Text to read =>
>> START
The offences of abuse of trust and fraudulent management are part of the category of offences against property, more specifically those involving a breach of trust placed in the perpetrator by the victim. Such acts are not only found in Romanian law but also in the law of other states. For instance, in France there is the offence of abus de confiance, punishable by up to three years of imprisonment (or seven years in the aggravated form) according to Article 314-1 of the French Criminal Code. In Germany, similar situations are classified as Unterschlagung (misappropriation of entrusted property, generally punishable by up to five years of imprisonment) or Untreue (breach of trust / fraudulent management in a broad sense, punishable by up to ten years of imprisonment) under §246 and §266 of the German Criminal Code. In what follows, we will focus on the definitions and provisions under Romanian law, then analyse the two offences comparatively and explain their practical implications.
What is abuse of trust?
Abuse of trust is an offence that essentially consists in the unlawful appropriation or use of another person’s property that has been entrusted for a specific purpose. The current Criminal Code defines abuse of trust as “the unjust appropriation, disposal or use of a movable property belonging to another, by the person to whom it was entrusted on the basis of a title and for a specific purpose, or refusal to return it”. In other words, if someone entrusts you with a movable asset (for example, an object, a vehicle or a sum of money to be used for a specific purpose) and you later use it for another purpose, unlawfully keep it or refuse to give it back, you are committing abuse of trust.
From a legal perspective, abuse of trust is regulated by Article 238 of the Romanian Criminal Code. The offence is punishable by imprisonment from 3 months to 2 years or a criminal fine. It is important to note that prosecution for abuse of trust is initiated only upon the prior complaint of the injured person. This means that the victim must file a complaint within the statutory period (generally 3 months from learning of the act and of the perpetrator) for the criminal investigation bodies to be able to start the investigation. In the absence of such a complaint, or if it is later withdrawn, the perpetrator can no longer be held criminally liable for this offence.
Examples: A typical case of abuse of trust is when you lend someone a chattel (for example, a piece of equipment or a vehicle) for a certain period, and when the agreed term expires, that person refuses to give it back. If the property was given for use and not as a transfer of ownership, retaining it unlawfully fulfils the elements of abuse of trust. Another example: the owner of a car entrusts it to a mechanic for repairs, and the mechanic uses the car for his personal trips, without the owner’s consent. The car was entrusted for the specific purpose of being repaired, and the mechanic’s behaviour – using it for personal purposes – is a classic example of abuse of trust. Similarly, if a company consigns goods to a distributor for sale and the distributor appropriates some of the goods or some of the money collected from customers instead of returning them to the owner, this can constitute abuse of trust.
It is useful to distinguish abuse of trust from other similar offences. Compared to theft, the main difference lies in how the perpetrator takes possession of the property: in theft, the property is taken without the owner’s consent, while in abuse of trust the property is voluntarily handed over by the owner to the perpetrator, to be used for a certain purpose. Abuse of trust is also different from fraud (swindling): in fraud, the perpetrator deceives the victim (through lies or fraudulent misrepresentations) in order to obtain the property, whereas in abuse of trust the victim entrusts the property legitimately (without being misled) and it is only later that the property is used against its assigned purpose. In other words, in abuse of trust there is no initial deceit – the victim trusts the perpetrator and voluntarily delivers the property – but that trust is subsequently betrayed.
What is fraudulent management?
>> END
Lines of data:
>> START
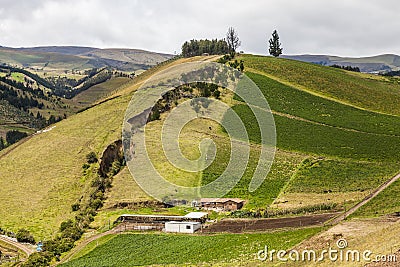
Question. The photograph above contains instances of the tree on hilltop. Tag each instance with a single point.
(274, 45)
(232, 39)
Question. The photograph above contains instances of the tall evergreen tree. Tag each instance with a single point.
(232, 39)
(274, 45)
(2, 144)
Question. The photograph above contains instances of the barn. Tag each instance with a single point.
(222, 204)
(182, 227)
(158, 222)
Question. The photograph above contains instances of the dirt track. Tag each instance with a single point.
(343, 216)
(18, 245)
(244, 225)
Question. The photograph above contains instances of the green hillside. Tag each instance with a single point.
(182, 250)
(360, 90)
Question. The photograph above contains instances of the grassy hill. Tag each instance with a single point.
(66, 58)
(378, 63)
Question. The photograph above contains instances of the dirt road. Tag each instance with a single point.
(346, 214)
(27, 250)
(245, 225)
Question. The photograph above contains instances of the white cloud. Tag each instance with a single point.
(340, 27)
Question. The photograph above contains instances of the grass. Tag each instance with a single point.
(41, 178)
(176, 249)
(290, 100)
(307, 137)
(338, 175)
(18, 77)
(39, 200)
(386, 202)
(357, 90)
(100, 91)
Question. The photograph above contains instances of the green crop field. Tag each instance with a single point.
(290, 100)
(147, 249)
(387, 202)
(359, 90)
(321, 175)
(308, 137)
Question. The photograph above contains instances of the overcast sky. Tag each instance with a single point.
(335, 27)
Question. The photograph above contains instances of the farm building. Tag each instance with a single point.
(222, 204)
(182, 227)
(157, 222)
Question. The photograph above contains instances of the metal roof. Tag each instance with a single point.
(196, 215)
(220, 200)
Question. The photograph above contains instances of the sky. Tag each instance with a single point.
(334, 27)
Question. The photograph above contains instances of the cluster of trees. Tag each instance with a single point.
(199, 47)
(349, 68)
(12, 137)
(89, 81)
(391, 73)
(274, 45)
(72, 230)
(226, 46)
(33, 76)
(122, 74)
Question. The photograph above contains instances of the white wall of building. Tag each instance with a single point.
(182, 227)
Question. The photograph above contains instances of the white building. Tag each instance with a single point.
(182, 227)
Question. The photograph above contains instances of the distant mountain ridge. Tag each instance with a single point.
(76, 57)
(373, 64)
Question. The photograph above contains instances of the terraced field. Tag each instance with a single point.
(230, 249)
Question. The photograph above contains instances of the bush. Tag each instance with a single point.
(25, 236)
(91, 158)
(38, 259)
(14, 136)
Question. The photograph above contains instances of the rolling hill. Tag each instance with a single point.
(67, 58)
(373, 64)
>> END
>> START
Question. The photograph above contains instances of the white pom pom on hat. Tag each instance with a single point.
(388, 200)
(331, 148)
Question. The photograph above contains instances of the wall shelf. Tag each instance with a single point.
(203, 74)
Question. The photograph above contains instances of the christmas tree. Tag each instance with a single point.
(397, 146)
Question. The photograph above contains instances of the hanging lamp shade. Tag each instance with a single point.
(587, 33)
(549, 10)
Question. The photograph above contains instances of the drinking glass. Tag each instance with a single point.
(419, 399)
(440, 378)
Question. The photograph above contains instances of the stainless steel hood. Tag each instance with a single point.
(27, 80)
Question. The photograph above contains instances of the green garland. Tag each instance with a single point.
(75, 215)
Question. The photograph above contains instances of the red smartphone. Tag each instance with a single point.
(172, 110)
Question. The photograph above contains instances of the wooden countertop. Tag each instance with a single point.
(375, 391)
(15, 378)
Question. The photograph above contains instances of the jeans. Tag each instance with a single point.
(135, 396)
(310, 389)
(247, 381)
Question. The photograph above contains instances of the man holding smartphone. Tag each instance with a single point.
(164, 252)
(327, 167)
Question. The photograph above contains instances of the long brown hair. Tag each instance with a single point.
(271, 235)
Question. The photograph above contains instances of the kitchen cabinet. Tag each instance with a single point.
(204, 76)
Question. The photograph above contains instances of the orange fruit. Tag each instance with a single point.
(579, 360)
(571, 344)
>> END
Parts of the exercise =>
• A. Quote the passage on abuse of trust and fraudulent management word for word, from "It is useful" up to and including "is subsequently betrayed.".
• B. Continue the passage on abuse of trust and fraudulent management from the point where it ends.

Results for each task =>
• A.
It is useful to distinguish abuse of trust from other similar offences. Compared to theft, the main difference lies in how the perpetrator takes possession of the property: in theft, the property is taken without the owner’s consent, while in abuse of trust the property is voluntarily handed over by the owner to the perpetrator, to be used for a certain purpose. Abuse of trust is also different from fraud (swindling): in fraud, the perpetrator deceives the victim (through lies or fraudulent misrepresentations) in order to obtain the property, whereas in abuse of trust the victim entrusts the property legitimately (without being misled) and it is only later that the property is used against its assigned purpose. In other words, in abuse of trust there is no initial deceit – the victim trusts the perpetrator and voluntarily delivers the property – but that trust is subsequently betrayed.

• B.
Fraudulent management is another offence against property, which arises when a person entrusted with another’s property or interests manages them improperly or fraudulently, thus causing damage. According to Article 242 of the Romanian Criminal Code, fraudulent management consists in “causing damage to a person, in the course of managing or preserving his or her property, by the person who has or must have the duty to manage or preserve such property”. In other words, if you are responsible for someone else’s goods – for example, you are a manager, a custodian, a trustee or a guardian of another person’s assets – and through your actions or omissions you cause damage to the owner, breaching the duties you had, you may be criminally liable for fraudulent management.
Unlike abuse of trust, which generally concerns a specific asset or specific assets, fraudulent management often involves the administration of an entire estate or a universality of assets. The perpetrator has the position of manager or administrator of the victim’s property and acts contrary to the victim’s interests, intentionally or with bad faith, causing patrimonial damage. A simple example is that of a warehouse manager who fails to store the goods for which he is responsible in proper conditions (for instance, perishable goods are left in unsuitable conditions and degrade), thereby causing financial loss to the owner of the goods. This conduct falls within the scope of fraudulent management because the manager was under a duty to preserve the goods and prevent damage.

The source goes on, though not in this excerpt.